What needs to be done
Your output should be the line with "the bronze sculpture" followed by every remaining line of the entries, reproduced exactly.

━━━━━ Entries shown

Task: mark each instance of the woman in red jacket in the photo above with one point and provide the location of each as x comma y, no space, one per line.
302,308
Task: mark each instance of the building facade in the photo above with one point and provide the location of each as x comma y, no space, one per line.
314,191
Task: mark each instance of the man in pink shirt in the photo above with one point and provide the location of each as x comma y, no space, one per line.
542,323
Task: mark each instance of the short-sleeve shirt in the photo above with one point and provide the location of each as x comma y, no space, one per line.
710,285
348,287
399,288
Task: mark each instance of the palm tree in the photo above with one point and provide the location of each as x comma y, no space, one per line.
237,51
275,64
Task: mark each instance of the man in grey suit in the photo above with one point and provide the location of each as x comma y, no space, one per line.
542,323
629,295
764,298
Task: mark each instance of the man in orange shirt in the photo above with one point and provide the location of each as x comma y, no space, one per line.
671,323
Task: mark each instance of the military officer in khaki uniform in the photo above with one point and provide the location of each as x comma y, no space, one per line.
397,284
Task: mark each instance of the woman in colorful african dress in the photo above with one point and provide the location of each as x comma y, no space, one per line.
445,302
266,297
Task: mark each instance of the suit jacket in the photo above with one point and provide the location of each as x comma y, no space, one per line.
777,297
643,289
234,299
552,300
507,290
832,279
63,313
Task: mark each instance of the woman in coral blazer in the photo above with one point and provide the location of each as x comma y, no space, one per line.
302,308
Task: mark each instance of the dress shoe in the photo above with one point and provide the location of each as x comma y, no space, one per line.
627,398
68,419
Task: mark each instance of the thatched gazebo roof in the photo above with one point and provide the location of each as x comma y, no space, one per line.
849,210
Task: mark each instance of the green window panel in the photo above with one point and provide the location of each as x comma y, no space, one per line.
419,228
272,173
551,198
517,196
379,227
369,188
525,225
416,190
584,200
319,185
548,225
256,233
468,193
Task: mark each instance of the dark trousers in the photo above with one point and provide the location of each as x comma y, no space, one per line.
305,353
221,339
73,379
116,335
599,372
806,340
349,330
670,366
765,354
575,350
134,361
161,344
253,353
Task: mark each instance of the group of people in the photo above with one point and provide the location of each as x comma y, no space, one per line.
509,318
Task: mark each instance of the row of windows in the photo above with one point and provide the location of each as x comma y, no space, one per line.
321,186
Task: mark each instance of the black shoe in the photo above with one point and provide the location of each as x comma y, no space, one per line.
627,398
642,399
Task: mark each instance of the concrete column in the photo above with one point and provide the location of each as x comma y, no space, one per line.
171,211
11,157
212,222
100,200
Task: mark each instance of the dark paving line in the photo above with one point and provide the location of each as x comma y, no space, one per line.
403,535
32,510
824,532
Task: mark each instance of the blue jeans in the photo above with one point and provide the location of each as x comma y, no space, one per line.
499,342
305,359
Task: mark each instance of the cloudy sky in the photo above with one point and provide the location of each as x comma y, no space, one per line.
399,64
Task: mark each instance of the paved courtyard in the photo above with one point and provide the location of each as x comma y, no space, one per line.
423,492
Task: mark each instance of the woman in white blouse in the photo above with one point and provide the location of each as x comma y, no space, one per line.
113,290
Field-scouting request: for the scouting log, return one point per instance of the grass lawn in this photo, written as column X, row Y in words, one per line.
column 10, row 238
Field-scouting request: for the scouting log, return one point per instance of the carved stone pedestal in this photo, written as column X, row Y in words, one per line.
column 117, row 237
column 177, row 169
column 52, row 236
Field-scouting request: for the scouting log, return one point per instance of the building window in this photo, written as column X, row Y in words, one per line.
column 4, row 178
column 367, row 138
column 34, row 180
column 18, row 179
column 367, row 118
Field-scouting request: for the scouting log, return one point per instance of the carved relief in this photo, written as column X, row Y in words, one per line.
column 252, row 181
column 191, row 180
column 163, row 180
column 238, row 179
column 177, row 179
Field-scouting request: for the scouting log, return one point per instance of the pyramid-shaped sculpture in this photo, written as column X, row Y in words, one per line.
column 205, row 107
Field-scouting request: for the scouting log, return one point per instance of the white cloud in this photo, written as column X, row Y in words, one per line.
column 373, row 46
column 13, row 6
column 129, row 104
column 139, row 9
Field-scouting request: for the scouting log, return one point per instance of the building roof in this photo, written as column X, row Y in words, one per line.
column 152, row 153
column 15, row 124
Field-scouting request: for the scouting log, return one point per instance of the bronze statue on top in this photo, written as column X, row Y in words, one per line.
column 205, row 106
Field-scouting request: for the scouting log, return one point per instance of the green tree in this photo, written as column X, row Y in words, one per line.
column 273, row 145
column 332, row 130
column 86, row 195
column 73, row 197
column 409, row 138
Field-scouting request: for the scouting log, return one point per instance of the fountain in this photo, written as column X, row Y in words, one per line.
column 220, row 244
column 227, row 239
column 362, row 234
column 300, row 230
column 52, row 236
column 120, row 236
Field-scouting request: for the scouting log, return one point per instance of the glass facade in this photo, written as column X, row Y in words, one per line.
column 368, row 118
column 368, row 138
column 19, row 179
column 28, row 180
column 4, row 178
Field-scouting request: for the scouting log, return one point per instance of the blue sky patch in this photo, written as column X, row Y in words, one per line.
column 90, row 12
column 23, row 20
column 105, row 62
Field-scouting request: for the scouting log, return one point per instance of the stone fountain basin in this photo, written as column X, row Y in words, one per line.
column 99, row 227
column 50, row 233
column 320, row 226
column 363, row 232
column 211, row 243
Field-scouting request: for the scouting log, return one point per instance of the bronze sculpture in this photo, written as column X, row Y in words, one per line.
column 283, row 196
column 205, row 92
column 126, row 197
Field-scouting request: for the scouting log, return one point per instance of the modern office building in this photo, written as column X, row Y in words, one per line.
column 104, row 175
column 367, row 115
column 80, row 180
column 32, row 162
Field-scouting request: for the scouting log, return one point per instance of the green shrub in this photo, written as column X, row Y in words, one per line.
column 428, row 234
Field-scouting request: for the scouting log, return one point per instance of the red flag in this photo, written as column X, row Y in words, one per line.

━━━━━━━━━━

Output
Field-scouting request: for the scouting log, return one point per instance of the bronze sculpture in this photo, written as column X, row Y in words, one per line.
column 283, row 196
column 205, row 92
column 126, row 197
Field-scouting request: for the scouting log, return one point per instance of the modern office building in this photo, written as column X, row Y in words, one per line.
column 104, row 175
column 367, row 115
column 80, row 180
column 32, row 162
Field-scouting request: for the scouting log, return one point per instance of the green shrub in this photo, written as column X, row Y in words, one per line.
column 428, row 234
Field-scouting request: for the scouting log, return one point per instance of the red flag in this photo, written as column X, row Y in words, one per line.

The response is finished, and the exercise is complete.